En el año 1206, a orillas del río Onón, en el norte de Mongolia, tuvo lugar una reunión de clanes mongoles que cambiaría la historia. En una asamblea de jefes o kuriltai, los caudillos tribales decidieron nombrar a Temujín, un guerrero del clan Borjigin, gran kan de todos los pueblos de las estepas. Ese mismo día, Temujín, más conocido como Gengis Kan, inició la conquista del mundo.
Entre 1206 y 1227 los mongoles conquistaron China, Asia Central y llegaron hasta el corazón de Europa. Aquella horda de guerreros incansables arrasó a cuantos ejércitos y ciudades encontraron a su paso. Orgullosos de su gran kan, los mongoles crearon una maquinaria de guerra que parecía invencible.
En Occidente corría desde hacía varios siglos una curiosa leyenda. Se decía que más allá de las tierras del islam había un reino cristiano gobernado por un rey misterioso al que se denominaba como el Preste Juan. Cuando llegaron a Europa las primeras noticias de la expansión de los mogoles, no faltaron quienes creyeran que ese kan —obsérvese la similitud fonética entre Juan y Kan, pronunciado Jhan— era el monarca cristiano del fabuloso reino oriental, y que una alianza con este soberano dejaría a los musulmanes atrapados entre los dos grandes territorios cristianos, y sería así más fácil acabar con ellos.
En realidad, Gengis Kan no era un rey cristiano, pero entre los mongoles había muchos cristianos nestorianos que se habían convertido evangelizados por monjes seguidores de esta modalidad del cristianismo llegados a Asia Central desde Iraq, y probablemente también desde el norte de Paquistán y la India.
A mediados del siglo XIII viajaron hasta la corte del gran kan varios embajadores cristianos[21], que a su regreso describieron cómo era este pueblo y cuáles eran sus costumbres. Fue entonces cuando en Occidente se ideó la posibilidad de alcanzar un gran acuerdo con los mongoles y entre ambos, cristianos y mongoles, derrotar al Islam y repartirse sus dominios.
En 1227 murió Gengis Kan y dos años después fue elegido nuevo gran kan su tercer hijo, Ogodei, quien mantuvo la unidad del imperio pese a su desmedida afición a la bebida. No obstante, una figura como la de Gengis Kan, cuya autoridad fue absoluta, era irrepetible, y a la muerte de Ogodei el imperio se dividió en varias regiones dirigidas por los nietos de Gengis Kan, aunque siempre sometidos todos ellos a la autoridad nominal y teórica del gran kan.
El Islam, atrapado en 1247 entre cristianos y mongoles, parecía abocado a su desaparición. La irrupción de los mongoles, que nadie había imaginado siquiera, trastocó por completo la situación.

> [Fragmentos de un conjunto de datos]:
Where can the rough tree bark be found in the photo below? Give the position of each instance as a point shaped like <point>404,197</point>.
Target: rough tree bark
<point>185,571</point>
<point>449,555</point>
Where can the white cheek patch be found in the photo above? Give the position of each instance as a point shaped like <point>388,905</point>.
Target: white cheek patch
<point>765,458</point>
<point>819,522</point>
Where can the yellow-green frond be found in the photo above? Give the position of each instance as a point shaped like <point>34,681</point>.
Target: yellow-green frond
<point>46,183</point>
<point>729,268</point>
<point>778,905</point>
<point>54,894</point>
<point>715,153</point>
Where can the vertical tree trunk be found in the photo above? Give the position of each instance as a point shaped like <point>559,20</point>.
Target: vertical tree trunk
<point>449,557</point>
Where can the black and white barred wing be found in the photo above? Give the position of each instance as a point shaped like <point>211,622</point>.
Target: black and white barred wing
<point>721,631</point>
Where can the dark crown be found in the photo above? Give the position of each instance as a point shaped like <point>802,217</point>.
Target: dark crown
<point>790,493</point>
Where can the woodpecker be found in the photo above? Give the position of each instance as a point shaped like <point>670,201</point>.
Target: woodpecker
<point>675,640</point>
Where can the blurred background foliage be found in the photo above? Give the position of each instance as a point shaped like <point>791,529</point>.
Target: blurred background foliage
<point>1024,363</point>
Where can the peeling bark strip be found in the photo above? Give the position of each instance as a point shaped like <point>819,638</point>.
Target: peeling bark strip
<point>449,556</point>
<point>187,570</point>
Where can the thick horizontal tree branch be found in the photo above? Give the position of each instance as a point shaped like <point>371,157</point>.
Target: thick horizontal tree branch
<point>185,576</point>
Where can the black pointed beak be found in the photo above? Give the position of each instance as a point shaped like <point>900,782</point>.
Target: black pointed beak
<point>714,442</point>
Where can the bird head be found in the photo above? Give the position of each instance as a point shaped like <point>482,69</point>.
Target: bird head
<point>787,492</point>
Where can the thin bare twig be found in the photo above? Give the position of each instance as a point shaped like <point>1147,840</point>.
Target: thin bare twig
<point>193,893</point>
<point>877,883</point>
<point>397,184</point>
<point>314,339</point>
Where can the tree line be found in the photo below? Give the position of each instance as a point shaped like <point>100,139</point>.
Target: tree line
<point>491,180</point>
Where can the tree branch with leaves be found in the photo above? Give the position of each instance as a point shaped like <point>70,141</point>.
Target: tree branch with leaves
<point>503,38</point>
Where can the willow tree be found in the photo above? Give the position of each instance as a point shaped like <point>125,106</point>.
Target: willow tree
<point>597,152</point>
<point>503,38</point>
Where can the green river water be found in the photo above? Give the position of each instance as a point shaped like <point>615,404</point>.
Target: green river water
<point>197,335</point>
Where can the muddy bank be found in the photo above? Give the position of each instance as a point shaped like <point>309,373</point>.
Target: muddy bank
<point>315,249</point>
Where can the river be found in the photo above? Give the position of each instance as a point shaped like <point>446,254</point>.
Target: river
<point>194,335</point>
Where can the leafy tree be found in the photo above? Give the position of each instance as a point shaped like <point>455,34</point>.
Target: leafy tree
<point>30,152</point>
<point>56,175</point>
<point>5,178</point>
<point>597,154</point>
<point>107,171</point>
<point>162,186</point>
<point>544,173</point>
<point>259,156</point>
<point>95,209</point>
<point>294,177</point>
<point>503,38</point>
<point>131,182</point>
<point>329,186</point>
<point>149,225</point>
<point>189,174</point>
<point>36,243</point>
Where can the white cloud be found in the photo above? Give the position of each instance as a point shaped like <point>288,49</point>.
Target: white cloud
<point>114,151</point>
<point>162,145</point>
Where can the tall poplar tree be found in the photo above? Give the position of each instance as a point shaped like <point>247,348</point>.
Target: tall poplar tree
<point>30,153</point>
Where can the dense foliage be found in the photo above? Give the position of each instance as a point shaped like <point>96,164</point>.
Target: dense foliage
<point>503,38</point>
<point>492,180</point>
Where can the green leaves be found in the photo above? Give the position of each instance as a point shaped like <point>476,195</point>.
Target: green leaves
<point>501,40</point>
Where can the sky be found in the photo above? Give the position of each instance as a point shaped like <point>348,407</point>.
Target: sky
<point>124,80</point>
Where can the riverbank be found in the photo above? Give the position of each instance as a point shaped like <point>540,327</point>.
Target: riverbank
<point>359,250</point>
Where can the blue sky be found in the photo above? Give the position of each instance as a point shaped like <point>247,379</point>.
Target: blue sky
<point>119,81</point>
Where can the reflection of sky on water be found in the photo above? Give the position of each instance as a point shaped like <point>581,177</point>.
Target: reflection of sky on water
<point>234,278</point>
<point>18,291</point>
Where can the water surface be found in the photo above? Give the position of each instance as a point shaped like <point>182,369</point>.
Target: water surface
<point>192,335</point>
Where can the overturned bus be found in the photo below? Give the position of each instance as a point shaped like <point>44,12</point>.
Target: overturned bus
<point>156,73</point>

---

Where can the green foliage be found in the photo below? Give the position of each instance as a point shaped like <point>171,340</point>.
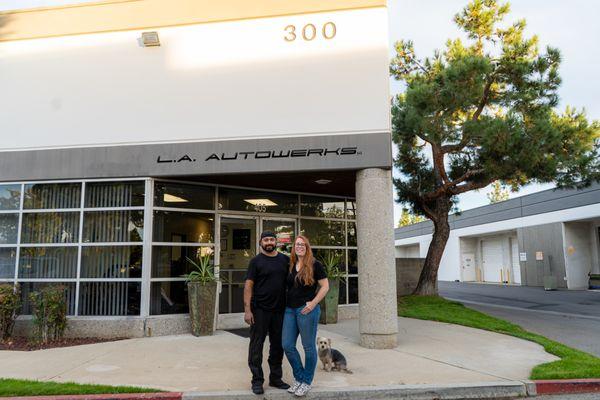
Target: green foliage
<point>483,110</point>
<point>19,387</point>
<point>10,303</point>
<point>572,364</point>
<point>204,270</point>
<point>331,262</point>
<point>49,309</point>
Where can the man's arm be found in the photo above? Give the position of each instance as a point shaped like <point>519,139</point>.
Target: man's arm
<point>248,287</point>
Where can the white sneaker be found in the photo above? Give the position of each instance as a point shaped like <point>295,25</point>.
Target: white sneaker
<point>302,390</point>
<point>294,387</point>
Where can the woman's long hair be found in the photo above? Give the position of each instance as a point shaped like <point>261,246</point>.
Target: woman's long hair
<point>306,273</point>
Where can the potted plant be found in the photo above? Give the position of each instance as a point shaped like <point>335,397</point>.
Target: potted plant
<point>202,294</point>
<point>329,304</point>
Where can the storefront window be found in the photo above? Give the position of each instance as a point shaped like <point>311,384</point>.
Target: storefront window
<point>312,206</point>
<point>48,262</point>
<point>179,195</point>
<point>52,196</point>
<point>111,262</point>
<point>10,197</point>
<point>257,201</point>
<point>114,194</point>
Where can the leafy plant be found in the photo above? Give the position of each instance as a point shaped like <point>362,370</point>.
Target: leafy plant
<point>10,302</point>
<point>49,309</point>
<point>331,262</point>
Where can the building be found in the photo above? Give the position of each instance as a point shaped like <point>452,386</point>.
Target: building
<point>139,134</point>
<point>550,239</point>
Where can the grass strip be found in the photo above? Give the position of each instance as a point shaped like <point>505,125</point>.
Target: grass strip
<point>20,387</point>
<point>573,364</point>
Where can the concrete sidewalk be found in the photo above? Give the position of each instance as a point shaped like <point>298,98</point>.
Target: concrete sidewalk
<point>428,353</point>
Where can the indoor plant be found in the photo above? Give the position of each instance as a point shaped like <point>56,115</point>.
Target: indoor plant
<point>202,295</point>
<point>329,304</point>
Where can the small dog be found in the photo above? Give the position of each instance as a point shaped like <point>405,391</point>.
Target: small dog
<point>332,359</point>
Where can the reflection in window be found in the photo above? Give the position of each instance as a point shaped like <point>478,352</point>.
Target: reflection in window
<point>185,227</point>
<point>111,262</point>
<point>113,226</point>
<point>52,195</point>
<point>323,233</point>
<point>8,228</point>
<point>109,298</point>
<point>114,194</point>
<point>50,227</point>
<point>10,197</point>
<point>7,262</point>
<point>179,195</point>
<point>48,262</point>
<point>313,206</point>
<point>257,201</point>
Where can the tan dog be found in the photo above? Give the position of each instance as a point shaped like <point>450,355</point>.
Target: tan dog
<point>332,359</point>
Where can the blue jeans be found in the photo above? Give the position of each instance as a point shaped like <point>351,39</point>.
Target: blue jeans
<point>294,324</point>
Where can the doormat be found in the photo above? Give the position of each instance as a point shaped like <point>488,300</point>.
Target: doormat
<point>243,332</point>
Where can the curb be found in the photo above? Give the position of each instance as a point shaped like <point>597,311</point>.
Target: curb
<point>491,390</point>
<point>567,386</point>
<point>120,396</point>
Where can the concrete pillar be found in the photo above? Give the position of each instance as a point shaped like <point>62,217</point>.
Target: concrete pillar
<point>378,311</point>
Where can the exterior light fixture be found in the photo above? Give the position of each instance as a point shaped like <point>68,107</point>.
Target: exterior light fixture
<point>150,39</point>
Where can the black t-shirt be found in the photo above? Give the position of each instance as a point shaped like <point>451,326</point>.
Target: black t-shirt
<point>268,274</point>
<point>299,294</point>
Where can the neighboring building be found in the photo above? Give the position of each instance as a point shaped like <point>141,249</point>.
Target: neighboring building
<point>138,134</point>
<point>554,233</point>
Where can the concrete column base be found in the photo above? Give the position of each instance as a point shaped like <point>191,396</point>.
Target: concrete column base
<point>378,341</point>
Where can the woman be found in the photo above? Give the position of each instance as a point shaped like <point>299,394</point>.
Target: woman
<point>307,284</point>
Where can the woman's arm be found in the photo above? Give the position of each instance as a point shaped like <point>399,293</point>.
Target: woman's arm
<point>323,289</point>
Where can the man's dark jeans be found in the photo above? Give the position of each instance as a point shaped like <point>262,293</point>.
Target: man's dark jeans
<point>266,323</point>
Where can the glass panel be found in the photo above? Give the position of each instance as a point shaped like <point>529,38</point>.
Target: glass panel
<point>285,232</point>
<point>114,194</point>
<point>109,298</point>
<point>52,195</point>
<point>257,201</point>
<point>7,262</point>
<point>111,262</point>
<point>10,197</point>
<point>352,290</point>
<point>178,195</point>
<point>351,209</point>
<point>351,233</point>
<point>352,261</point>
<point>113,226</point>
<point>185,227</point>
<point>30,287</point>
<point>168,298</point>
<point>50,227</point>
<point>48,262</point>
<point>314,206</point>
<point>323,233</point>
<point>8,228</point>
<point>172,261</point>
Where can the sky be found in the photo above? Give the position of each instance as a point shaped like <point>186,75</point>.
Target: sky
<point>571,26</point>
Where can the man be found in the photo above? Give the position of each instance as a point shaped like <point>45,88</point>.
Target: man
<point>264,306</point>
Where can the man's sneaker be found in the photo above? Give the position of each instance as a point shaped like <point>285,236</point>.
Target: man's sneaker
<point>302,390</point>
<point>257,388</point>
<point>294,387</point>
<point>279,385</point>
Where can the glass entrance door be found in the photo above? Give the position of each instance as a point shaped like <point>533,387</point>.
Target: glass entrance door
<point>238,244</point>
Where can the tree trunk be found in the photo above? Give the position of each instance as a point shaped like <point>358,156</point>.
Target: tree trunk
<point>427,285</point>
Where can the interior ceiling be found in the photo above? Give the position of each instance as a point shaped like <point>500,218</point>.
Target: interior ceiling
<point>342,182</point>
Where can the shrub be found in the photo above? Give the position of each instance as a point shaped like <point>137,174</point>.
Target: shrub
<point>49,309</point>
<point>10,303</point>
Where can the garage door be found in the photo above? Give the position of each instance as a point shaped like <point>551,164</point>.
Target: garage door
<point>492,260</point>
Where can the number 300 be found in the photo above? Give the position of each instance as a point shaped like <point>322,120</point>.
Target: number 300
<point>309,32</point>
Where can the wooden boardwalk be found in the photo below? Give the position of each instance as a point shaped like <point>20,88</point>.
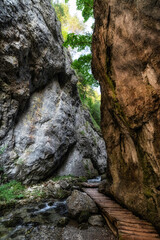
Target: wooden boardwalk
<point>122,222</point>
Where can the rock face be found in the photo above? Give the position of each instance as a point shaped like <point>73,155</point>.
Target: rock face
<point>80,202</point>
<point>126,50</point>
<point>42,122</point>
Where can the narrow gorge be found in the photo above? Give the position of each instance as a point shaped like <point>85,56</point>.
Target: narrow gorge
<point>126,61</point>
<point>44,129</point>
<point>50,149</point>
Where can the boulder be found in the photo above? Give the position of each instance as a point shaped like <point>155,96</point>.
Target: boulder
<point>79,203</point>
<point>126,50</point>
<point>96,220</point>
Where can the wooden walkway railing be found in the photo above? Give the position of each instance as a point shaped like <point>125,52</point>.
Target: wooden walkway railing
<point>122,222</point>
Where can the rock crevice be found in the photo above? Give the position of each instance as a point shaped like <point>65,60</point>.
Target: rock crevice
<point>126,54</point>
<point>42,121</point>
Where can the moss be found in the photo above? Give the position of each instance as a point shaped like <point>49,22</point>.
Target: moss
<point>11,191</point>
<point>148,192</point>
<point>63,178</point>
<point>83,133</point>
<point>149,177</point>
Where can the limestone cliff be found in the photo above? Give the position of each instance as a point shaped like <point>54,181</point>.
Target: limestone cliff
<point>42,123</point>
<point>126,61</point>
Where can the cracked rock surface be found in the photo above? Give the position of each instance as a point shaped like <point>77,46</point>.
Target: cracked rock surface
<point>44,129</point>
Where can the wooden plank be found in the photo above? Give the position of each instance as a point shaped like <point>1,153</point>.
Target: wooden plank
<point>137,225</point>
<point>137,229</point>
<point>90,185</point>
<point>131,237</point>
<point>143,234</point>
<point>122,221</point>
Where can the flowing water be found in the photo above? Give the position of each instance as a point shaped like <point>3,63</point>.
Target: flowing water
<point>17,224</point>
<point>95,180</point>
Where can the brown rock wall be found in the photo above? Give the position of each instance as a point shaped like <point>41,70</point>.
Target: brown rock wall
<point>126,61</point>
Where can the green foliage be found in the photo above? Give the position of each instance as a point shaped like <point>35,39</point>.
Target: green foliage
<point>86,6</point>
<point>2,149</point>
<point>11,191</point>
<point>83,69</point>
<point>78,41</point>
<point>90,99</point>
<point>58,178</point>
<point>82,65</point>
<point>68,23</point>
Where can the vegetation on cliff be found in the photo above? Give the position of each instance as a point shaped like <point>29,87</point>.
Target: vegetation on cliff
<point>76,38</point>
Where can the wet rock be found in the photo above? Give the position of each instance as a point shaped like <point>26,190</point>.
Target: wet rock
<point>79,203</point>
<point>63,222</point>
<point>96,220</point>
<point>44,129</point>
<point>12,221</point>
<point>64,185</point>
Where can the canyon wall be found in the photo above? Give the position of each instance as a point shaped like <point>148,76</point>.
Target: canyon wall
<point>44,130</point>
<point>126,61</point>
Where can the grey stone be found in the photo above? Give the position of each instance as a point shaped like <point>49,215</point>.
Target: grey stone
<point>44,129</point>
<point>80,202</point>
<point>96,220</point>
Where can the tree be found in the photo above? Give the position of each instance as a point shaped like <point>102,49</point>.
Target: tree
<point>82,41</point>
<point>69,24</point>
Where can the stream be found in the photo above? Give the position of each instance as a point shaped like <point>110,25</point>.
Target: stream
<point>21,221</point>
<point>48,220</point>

> [Ejercicios propuestos]:
- 1) Copia de nuevo todo el texto sobre los mongoles desde "En Occidente corría" hasta "acabar con ellos.", y cambia "leyenda" por "tradición".
- 2) Según el texto sobre los mongoles, ¿quién fue elegido nuevo gran kan dos años después de la muerte de Gengis Kan?
- 3) Enumera todos los años, escritos en cifras, que aparecen en el texto sobre los mongoles.

> [Respuestas en orden]:
- 1)
En Occidente corría desde hacía varios siglos una curiosa tradición. Se decía que más allá de las tierras del islam había un reino cristiano gobernado por un rey misterioso al que se denominaba como el Preste Juan. Cuando llegaron a Europa las primeras noticias de la expansión de los mogoles, no faltaron quienes creyeran que ese kan —obsérvese la similitud fonética entre Juan y Kan, pronunciado Jhan— era el monarca cristiano del fabuloso reino oriental, y que una alianza con este soberano dejaría a los musulmanes atrapados entre los dos grandes territorios cristianos, y sería así más fácil acabar con ellos.

- 2) Ogodei, su tercer hijo.

- 3) 1206, 1227 y 1247.